(Location labeling records)
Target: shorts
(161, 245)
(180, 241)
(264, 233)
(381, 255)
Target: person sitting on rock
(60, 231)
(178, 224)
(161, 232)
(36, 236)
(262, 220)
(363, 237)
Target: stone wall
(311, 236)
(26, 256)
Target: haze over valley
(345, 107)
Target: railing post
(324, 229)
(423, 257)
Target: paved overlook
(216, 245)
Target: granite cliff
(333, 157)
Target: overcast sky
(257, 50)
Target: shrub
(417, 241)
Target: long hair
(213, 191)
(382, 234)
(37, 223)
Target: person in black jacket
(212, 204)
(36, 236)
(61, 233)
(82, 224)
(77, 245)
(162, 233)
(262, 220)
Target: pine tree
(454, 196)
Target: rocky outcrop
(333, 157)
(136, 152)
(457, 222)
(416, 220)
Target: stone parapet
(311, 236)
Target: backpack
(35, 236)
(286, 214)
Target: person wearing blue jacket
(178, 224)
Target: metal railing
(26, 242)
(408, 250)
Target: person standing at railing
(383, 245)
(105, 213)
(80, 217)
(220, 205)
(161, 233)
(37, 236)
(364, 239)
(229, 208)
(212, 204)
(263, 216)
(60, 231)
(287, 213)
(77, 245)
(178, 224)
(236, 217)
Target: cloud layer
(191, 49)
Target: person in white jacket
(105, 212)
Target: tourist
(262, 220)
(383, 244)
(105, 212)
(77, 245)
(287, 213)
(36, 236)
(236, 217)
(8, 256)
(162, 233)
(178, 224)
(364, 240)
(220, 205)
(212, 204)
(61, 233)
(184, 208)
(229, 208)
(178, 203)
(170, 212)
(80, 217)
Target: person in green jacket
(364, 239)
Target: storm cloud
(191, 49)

▶ **GOAL**:
In the stretch from the line containing "Target: person standing at railing" through the end of the records, swap "jacket" for "coat" and leave everything else unchanged. Give back only those lines.

▶ **COMPLETE ANSWER**:
Target: person standing at railing
(383, 245)
(105, 213)
(80, 217)
(220, 205)
(161, 233)
(37, 236)
(364, 239)
(229, 208)
(212, 204)
(263, 216)
(60, 231)
(287, 213)
(77, 245)
(178, 224)
(236, 217)
Target: cloud layer
(191, 49)
Target: person in white coat
(105, 212)
Target: tourist
(262, 220)
(383, 244)
(105, 212)
(77, 245)
(287, 213)
(36, 236)
(236, 217)
(8, 256)
(162, 233)
(178, 224)
(364, 240)
(220, 205)
(212, 204)
(61, 233)
(184, 208)
(229, 208)
(178, 203)
(170, 212)
(80, 217)
Target: person in green coat
(364, 239)
Target: storm cloud
(191, 49)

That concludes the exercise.